### Exercise
Print every entry below verbatim, leaving out the images.

(Entries from a pointing dataset)
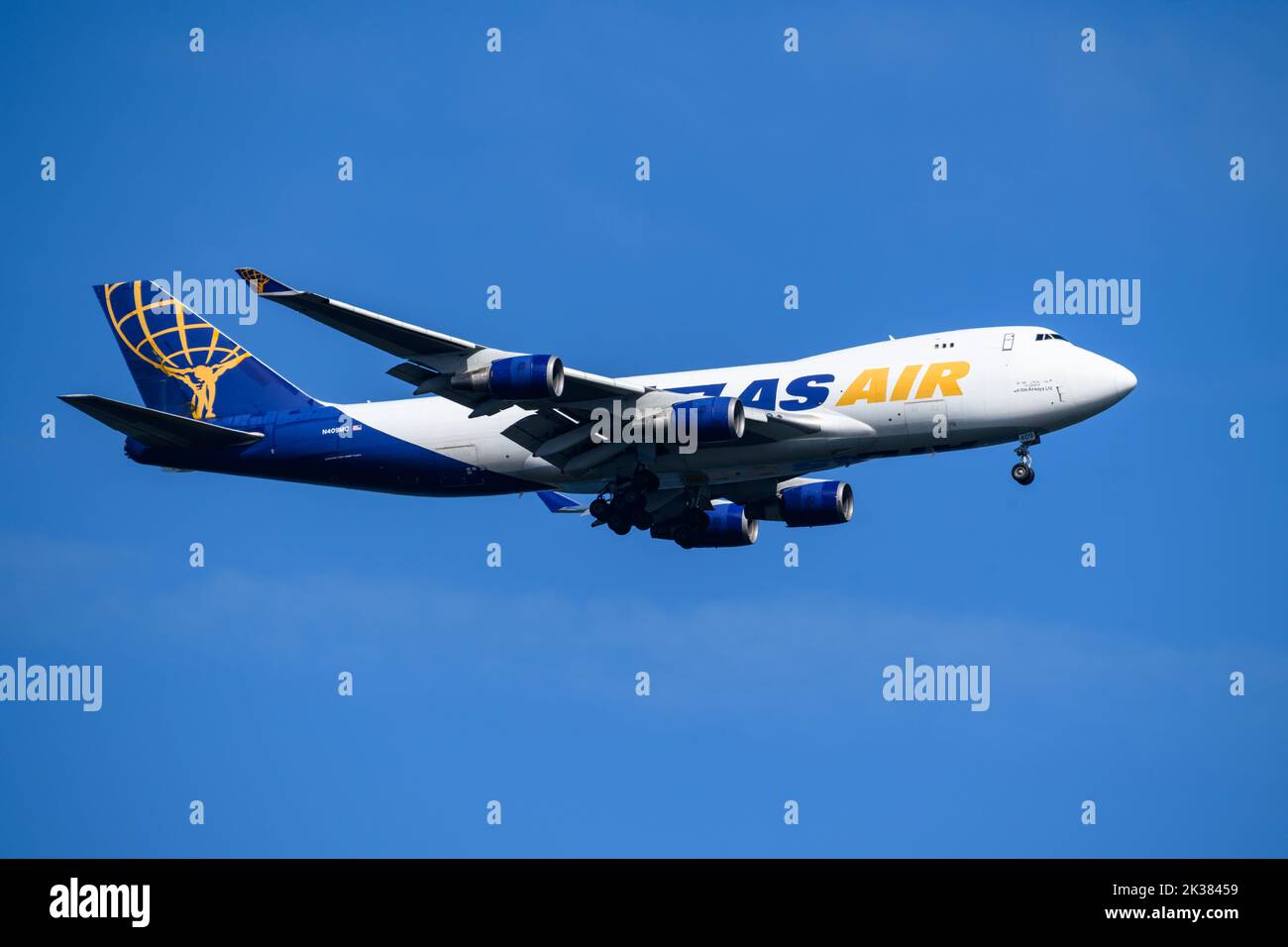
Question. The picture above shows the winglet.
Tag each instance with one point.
(558, 502)
(263, 283)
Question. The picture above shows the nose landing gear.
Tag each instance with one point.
(1022, 472)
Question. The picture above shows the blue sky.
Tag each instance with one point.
(516, 684)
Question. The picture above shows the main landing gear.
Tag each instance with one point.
(627, 506)
(1022, 472)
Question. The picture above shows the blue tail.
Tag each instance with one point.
(184, 365)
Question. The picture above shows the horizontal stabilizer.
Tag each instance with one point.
(160, 428)
(558, 502)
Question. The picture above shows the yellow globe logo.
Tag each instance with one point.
(172, 341)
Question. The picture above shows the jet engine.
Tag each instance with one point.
(520, 377)
(816, 504)
(712, 419)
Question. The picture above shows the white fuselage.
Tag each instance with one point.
(948, 390)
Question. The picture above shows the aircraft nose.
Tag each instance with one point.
(1124, 379)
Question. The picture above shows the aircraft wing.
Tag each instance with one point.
(558, 428)
(432, 357)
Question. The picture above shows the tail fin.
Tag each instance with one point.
(185, 367)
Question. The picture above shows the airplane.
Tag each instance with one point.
(697, 458)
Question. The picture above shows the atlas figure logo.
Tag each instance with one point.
(192, 352)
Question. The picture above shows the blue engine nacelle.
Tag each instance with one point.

### Written solution
Question. The picture above shows the winglet.
Tag each instance with one point.
(558, 502)
(263, 283)
Question. The picture above shows the nose landing gear.
Tag each instance with one point.
(1022, 472)
Question. The picture above shows the blue sky.
Tag each instance with one point.
(516, 684)
Question. The picture above shows the main landing gear.
Tag each instance with one point.
(627, 506)
(1022, 472)
Question. The picture above shows the blue tail.
Tag each instance with one point.
(184, 365)
Question. The picture above shows the horizontal stabilizer.
Tag each instance with one point.
(160, 428)
(558, 502)
Question. The picture above shows the yellow globe logo.
Tag each instance with one point.
(172, 341)
Question. The picture above shows the jet engine.
Tag each instance with one point.
(520, 377)
(816, 504)
(712, 419)
Question. The picture above shows the white fuselage.
Tag each instance with one point.
(948, 390)
Question. The picture above shows the aircraft nose.
Tag each instance with one point.
(1124, 379)
Question. The picture above shows the aircraft wing.
Tag each instance with one point.
(558, 428)
(432, 357)
Question. The picture above shows the tail fin.
Tag each instance with one point.
(185, 367)
Question. The picture above shows the airplane.
Tag each instance with one point.
(697, 458)
Question. The picture above shows the atlas figure logo.
Tag each instance with one point.
(192, 352)
Question. The picture above shows the blue engine nacelle.
Tag each instance with one point.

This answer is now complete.